=== Document text ===
-- Start --

When Elden Ring arrived, it didn’t just expand FromSoftware’s universe—it reshaped what open-world storytelling could be. It took the cryptic, fragmented narrative style of Dark Souls and poured it across a vast, interconnected landscape, rich with gods, wars, curses, and forgotten legends.
The result was staggering. Not just in size, but in emotional depth.
But what truly sets Elden Ring apart isn’t the massive world or epic bosses—it’s how the story is told. Quietly. Mysteriously. Through whispers in item descriptions, through haunted NPCs, and through the strange, beautiful decay of the world itself.
So if you’re wondering how to write a story like Elden Ring, here’s your guide. Whether you’re building a novel, game, or lore-driven world, you’ll learn how to craft a narrative that’s sprawling, tragic, and unforgettable.
1. Begin With Myth, Not Plot
In Elden Ring, the story isn’t about a single person—it’s about a shattered world.
Before the player ever picks up a sword, the gods have already fought. Dynasties have collapsed. Elden Lords have risen and fallen. The world is soaked in myth, not just history. Every region has its own legends, demigods, and curses.
To write a story like this, start not with what’s happening now, but with what once happened.

-- End --

=== Problems and tasks ===
a) In the guide to writing a story like Elden Ring, which earlier series supplied the cryptic, fragmented narrative style that Elden Ring spread across its landscape?
b) Continue the guide to writing a story like Elden Ring, starting right after its last sentence.

=== Supplied material ===

-- Start --

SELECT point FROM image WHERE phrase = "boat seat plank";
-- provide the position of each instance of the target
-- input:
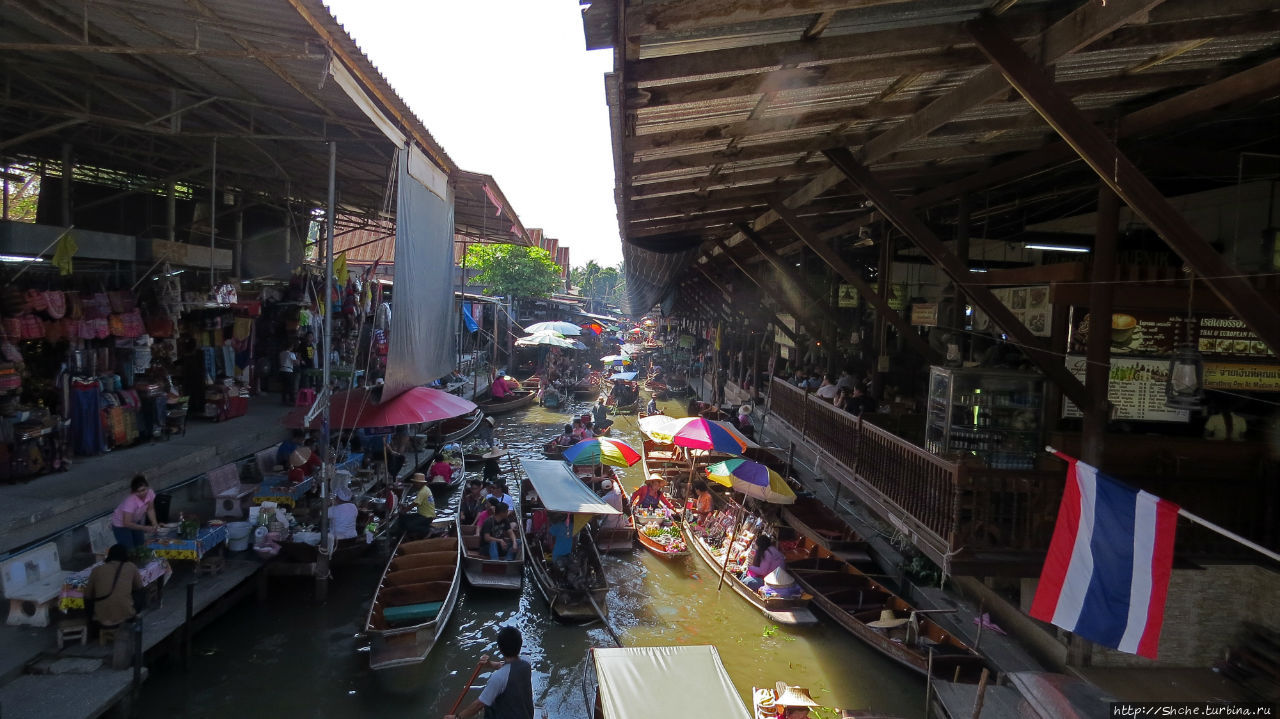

-- End --

=== Final results ===
a) Dark Souls.

b)
Invent a golden age. Then break it.
Create gods who ruled and fell, ancient orders that splintered, heroes who turned into monsters. Let your modern world be a consequence of that mythic past. The story doesn’t begin with your main character—it begins with the breaking of a sacred law, the fall of a star, or the birth of a forgotten curse.
Myth first. Plot second.
2. Make the World Tell the Truth, the Characters Won’t
In Elden Ring, NPCs lie—or at least, they don’t tell you everything. They’re cryptic. Fragmented. Sometimes, they don’t even understand the full truth themselves.
But the world? The world doesn’t lie.
The scarlet rot is spreading across Caelid. The broken towers of Leyndell. The quiet, golden corpse of the Erdtree. These places tell you what really happened—without a single word.
When you write, give your world a voice. A battlefield with no survivors. A broken temple half-swallowed by roots. A cave filled with golden bones.
Let your setting contradict your characters. Let it whisper truths your dialogue doesn’t. Readers will pick up on it. They’ll feel the gap between what’s said and what’s real, and that tension is what makes Elden Ring’s story so unforgettable.
3. Make Everything a Fragment of a Bigger Puzzle
The genius of Elden Ring’s storytelling is how nothing exists in isolation.
An enemy in one region might be a fallen knight from another. A spell might be tied to a forgotten school of sorcery. An item in your inventory might hold the key to understanding why a certain region was cursed.
To mimic this in your writing, interlink everything. Give your characters histories that overlap. Let an old weapon belong to someone whose story ended hundreds of pages earlier. Let the architecture of a ruined city mirror the values of its lost civilization.
Don’t explain it all at once. Just plant the pieces. Scatter them. Let readers connect the dots.
That act of discovery—that’s the soul of Elden Ring storytelling.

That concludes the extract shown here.